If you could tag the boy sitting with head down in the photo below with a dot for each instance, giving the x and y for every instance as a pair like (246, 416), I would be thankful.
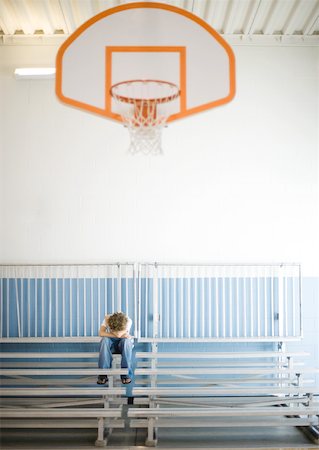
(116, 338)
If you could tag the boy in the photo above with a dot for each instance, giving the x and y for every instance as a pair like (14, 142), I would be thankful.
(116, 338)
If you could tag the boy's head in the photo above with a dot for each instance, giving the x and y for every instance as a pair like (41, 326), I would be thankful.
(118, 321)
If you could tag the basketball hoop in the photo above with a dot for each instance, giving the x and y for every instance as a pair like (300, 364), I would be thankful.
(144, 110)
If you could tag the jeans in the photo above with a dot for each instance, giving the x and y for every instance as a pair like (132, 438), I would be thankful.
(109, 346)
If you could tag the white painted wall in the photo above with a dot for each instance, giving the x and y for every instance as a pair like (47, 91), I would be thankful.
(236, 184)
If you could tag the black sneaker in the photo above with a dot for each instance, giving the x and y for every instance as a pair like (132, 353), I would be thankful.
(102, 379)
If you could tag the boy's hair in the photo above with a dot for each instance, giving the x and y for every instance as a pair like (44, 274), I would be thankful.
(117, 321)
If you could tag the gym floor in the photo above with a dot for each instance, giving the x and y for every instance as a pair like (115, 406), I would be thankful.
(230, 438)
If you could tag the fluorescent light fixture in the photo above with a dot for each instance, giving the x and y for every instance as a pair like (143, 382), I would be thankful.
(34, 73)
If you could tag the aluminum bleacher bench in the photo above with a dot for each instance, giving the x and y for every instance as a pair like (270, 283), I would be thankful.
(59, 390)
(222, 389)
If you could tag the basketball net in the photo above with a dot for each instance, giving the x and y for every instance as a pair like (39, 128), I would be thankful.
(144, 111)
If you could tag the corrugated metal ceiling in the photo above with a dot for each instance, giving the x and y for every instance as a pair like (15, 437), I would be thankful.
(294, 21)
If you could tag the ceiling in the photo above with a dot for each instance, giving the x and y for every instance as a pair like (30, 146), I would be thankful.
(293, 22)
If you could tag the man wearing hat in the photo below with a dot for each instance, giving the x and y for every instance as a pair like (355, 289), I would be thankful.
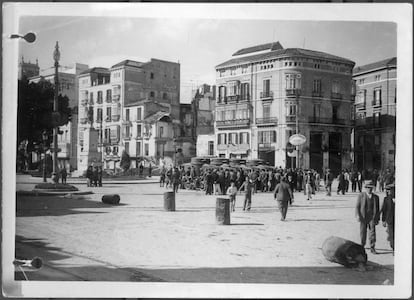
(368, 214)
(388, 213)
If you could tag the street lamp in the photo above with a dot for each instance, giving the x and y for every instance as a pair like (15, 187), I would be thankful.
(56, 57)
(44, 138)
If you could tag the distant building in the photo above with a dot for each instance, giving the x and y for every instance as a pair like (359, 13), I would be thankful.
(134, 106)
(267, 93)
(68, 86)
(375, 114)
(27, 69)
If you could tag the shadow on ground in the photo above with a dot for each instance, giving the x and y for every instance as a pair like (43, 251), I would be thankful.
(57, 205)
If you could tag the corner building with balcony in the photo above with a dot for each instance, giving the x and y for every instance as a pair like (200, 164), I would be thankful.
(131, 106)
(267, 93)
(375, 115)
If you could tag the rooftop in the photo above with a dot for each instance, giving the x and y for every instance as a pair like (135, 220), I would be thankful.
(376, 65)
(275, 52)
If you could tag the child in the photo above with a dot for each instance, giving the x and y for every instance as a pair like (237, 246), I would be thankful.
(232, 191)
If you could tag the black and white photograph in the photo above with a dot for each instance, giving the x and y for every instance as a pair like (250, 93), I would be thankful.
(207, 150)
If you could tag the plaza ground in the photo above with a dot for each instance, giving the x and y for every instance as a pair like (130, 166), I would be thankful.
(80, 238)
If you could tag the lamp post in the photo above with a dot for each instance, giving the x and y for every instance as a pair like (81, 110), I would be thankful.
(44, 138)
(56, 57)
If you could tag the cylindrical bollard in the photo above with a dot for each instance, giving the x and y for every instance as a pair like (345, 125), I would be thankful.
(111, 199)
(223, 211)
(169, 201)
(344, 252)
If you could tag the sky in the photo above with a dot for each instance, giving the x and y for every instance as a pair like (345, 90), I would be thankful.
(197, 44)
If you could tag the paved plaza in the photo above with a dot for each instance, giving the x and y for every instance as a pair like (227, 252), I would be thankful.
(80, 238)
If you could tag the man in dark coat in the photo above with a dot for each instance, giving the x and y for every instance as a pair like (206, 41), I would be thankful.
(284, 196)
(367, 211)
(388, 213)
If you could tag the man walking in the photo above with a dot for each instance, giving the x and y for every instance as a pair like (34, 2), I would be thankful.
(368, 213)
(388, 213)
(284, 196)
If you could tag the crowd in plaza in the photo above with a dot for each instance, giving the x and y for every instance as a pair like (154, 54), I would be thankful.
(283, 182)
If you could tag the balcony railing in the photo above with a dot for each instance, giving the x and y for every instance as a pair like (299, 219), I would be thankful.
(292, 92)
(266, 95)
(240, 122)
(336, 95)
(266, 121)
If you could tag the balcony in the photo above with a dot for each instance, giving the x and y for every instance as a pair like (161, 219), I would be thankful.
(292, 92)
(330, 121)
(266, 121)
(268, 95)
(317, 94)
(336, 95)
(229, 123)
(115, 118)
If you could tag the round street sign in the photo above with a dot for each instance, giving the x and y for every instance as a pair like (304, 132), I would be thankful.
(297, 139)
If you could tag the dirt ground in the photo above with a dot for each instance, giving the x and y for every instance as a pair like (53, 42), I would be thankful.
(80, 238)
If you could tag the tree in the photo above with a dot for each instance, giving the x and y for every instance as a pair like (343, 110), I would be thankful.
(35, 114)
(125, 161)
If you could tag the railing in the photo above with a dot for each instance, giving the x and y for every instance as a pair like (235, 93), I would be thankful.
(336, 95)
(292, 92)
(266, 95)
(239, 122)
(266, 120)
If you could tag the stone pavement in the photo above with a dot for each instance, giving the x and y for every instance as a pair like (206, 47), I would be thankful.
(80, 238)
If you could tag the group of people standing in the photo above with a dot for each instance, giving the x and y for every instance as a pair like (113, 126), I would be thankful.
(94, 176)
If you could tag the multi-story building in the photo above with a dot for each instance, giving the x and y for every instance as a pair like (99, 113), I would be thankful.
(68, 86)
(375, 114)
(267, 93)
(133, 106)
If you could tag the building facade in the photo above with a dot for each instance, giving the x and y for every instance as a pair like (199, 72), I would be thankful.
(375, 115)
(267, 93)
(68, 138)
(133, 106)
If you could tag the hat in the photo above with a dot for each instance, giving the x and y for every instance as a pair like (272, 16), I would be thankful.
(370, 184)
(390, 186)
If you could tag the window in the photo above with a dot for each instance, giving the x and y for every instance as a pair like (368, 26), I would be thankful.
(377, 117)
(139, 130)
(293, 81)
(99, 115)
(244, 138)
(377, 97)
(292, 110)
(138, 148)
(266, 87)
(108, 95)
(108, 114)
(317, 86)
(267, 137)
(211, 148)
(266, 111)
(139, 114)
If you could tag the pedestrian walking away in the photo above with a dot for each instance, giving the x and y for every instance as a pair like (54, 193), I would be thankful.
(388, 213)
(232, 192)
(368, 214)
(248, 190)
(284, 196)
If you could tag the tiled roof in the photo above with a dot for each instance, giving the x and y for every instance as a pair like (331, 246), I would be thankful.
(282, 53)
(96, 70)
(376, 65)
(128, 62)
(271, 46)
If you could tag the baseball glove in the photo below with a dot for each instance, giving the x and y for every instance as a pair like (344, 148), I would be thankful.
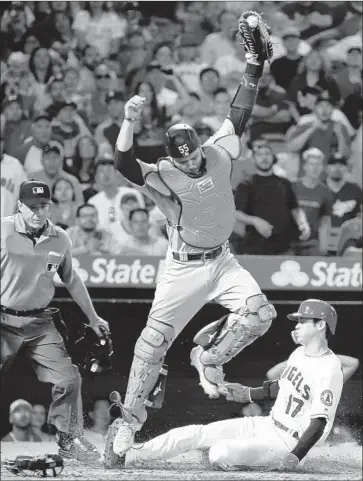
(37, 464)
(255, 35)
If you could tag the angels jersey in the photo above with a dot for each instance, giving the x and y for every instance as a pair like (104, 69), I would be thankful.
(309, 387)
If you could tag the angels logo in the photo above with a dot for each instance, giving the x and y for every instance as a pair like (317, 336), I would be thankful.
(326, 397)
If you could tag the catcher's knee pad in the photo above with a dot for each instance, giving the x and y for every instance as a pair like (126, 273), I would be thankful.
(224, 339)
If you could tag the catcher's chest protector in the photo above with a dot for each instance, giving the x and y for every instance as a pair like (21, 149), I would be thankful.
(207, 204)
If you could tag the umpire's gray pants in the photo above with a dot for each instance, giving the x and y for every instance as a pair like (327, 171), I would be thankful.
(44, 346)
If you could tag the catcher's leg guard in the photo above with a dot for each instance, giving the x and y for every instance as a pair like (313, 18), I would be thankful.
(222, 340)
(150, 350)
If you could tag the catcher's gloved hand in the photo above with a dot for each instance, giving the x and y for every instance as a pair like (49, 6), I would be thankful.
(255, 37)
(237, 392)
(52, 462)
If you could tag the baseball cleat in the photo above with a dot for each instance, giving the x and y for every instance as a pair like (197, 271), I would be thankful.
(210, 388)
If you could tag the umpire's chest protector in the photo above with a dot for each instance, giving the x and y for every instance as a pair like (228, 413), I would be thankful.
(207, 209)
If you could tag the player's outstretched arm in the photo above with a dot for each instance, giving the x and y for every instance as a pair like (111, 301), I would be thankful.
◇ ◇ ◇ ◇
> _What you are asked to do_: Only the lines from the one with "If you could tag the catcher's leg" through the final line above belong in the answer, each reproduced word for word.

> _Exercise response_:
If you could tag the catcher's leg guard in the photo above with a dot for each instance, giving the x and y for every instance as a pair like (313, 18), I would be thankful.
(222, 340)
(150, 350)
If you could tag the catcher's gloved hand in the photo above with a dot for each instance, giving the x and y for every instance as a pair like (49, 6), I would be thankful.
(255, 37)
(237, 392)
(52, 462)
If you could tag the baseball cleat in the photo above with a dot for each instance, giving the x and y for every instance as a pair like (197, 271), I would be thankful.
(210, 388)
If you could tag the umpire's chest protector in the photo above with a dot for each instance, giving the x and y for every instance as a pair like (228, 413), I would be thankful.
(207, 209)
If you could tag the player's outstretched arm in the photo above with a dot for each instance, giving the x and y for every instance as a pair like (111, 301), I would be thankful.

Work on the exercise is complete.